Go through the entries below and copy each line containing the word "building".
*** Block opens ***
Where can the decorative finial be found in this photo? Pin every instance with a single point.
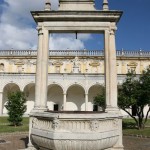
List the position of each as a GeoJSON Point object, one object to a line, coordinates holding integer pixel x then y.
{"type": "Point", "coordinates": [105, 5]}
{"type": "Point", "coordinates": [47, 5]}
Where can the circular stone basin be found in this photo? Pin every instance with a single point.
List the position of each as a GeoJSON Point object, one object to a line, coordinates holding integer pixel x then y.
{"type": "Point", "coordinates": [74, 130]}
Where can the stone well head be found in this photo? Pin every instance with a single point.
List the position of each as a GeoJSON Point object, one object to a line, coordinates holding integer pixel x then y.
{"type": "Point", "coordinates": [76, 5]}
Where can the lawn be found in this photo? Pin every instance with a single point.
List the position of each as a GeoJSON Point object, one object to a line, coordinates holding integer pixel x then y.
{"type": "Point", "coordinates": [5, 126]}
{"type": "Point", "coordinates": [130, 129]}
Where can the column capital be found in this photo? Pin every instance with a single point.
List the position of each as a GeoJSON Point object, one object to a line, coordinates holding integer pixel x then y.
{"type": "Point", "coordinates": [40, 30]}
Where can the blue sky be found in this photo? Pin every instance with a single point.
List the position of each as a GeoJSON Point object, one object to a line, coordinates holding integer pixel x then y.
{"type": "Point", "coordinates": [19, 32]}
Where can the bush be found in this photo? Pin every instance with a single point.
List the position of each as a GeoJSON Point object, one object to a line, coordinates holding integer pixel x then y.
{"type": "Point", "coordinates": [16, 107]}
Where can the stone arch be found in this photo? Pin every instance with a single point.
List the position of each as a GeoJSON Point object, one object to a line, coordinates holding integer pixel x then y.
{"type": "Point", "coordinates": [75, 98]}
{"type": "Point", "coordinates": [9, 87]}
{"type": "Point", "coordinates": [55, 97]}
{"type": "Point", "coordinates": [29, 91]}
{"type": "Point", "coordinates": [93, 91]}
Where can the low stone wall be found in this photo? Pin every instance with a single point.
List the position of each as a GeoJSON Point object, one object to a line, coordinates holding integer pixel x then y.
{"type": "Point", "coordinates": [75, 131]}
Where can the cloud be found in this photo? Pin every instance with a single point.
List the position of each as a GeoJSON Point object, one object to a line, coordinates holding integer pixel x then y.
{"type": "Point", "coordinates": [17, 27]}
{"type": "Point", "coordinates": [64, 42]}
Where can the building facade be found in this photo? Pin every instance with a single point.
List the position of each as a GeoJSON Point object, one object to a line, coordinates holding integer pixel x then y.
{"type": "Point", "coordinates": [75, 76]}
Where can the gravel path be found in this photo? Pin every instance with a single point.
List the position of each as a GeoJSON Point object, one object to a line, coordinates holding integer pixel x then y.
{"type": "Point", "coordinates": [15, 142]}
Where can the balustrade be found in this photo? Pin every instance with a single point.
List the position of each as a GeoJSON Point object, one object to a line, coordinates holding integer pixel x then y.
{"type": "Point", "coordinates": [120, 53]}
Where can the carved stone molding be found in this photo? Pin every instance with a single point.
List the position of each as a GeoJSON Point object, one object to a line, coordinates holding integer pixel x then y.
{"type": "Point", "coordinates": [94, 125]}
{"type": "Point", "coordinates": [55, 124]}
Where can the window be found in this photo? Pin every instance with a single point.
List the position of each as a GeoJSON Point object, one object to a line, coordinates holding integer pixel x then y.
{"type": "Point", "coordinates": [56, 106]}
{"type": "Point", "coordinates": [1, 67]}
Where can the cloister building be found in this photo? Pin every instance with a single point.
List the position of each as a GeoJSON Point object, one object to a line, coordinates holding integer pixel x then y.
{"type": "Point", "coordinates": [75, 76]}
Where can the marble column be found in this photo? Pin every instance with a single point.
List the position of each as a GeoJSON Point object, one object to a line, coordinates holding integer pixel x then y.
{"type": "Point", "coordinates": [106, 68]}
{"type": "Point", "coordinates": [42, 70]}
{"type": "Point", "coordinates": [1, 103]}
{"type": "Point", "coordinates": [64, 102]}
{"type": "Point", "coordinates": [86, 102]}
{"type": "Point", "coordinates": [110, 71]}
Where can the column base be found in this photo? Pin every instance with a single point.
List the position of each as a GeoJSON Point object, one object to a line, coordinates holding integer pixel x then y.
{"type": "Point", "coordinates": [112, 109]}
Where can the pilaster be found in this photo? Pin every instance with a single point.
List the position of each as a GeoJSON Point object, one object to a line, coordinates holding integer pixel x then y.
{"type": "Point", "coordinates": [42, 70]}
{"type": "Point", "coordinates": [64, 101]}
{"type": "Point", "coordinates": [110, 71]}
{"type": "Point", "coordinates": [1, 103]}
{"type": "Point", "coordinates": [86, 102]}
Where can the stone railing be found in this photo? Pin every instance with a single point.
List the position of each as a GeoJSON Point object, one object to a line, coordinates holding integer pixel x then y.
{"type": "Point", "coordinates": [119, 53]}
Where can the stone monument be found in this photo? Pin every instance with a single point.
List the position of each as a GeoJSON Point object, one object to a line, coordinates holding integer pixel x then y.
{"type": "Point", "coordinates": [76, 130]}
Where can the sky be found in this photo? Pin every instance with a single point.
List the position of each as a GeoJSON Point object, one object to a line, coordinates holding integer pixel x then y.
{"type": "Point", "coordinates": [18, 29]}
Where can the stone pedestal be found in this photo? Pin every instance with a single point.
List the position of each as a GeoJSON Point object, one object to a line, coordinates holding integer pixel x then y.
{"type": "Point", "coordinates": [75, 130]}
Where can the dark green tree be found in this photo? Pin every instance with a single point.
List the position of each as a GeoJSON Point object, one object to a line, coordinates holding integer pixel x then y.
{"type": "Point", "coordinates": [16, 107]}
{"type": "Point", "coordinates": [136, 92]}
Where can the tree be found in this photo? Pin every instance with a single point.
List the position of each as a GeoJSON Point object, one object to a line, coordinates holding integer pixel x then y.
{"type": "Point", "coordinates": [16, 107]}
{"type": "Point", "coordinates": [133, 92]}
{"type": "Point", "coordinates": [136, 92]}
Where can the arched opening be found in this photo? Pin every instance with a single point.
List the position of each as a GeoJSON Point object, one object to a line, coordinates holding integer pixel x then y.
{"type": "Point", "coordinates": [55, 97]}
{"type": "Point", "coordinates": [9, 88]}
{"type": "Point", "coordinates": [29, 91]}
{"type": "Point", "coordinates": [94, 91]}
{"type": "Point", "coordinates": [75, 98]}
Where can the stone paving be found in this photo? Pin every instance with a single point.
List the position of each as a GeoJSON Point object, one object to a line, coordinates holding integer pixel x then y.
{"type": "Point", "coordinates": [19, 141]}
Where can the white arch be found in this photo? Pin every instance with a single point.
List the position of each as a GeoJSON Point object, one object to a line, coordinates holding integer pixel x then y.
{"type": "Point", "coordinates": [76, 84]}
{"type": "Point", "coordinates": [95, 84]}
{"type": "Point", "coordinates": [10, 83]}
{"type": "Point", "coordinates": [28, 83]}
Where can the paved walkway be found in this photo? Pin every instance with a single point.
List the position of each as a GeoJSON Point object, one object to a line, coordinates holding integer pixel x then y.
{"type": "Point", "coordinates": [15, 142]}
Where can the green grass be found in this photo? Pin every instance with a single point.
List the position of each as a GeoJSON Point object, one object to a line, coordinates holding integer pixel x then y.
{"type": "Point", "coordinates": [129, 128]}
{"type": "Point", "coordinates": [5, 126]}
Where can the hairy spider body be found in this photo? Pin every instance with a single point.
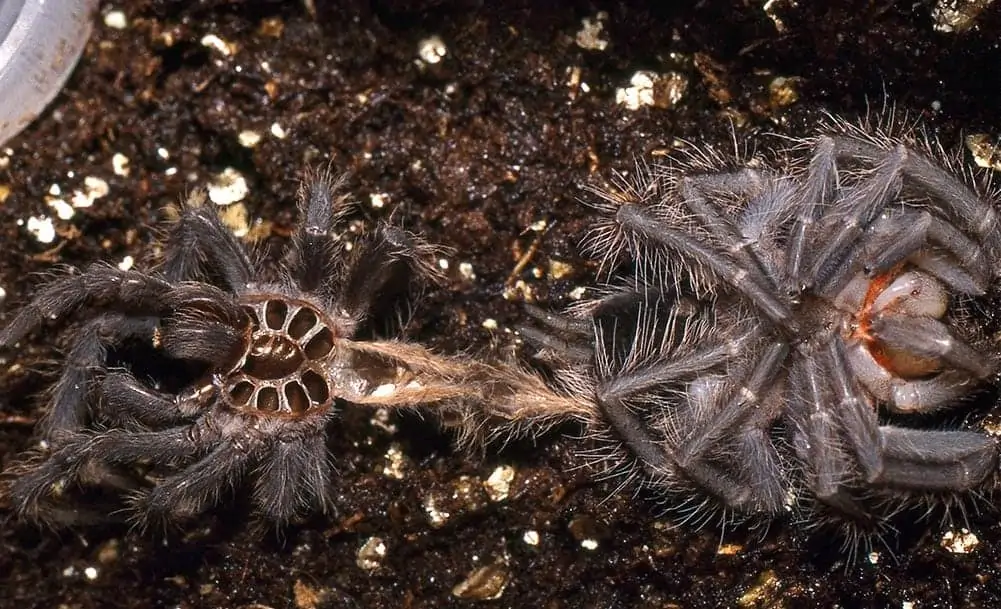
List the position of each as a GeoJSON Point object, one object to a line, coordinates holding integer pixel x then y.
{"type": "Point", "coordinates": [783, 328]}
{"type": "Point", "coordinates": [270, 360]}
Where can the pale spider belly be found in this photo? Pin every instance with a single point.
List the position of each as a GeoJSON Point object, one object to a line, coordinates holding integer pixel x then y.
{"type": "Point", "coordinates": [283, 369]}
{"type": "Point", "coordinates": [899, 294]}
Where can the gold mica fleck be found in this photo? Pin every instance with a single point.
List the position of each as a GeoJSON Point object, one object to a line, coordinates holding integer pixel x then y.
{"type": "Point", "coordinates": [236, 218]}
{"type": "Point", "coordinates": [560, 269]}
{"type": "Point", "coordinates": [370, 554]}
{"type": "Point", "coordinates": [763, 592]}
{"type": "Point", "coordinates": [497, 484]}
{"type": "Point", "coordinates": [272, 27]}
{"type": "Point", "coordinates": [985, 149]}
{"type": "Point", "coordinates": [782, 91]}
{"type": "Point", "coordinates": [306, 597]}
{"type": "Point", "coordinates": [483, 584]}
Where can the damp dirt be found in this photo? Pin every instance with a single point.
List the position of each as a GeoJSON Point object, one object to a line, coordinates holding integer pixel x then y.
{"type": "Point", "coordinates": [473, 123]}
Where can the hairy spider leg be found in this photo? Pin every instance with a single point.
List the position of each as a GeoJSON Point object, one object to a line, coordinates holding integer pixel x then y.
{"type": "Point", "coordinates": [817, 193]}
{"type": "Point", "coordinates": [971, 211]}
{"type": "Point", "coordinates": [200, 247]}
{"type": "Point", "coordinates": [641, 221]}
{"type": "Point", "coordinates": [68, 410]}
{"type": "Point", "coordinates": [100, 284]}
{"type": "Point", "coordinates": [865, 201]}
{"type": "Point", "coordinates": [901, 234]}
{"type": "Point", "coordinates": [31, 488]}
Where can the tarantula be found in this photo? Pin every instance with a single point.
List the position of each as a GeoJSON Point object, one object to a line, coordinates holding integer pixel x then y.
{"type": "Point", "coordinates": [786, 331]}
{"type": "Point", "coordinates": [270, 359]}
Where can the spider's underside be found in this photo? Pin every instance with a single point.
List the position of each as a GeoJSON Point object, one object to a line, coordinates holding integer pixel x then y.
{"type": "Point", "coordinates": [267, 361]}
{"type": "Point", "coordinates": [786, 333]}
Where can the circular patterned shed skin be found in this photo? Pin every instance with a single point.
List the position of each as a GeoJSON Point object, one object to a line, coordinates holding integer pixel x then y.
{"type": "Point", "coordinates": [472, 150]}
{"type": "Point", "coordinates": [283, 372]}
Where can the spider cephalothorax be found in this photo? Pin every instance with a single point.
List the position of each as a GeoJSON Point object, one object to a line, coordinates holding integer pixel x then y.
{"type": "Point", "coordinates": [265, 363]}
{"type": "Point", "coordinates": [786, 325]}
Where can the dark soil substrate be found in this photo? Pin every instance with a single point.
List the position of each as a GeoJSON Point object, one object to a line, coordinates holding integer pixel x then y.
*** Block closes ***
*Task result*
Where can the building facade be found in this photo? Pin every instance with a single point.
Where can the cloister building be found in this photo? Pin every instance with a single point.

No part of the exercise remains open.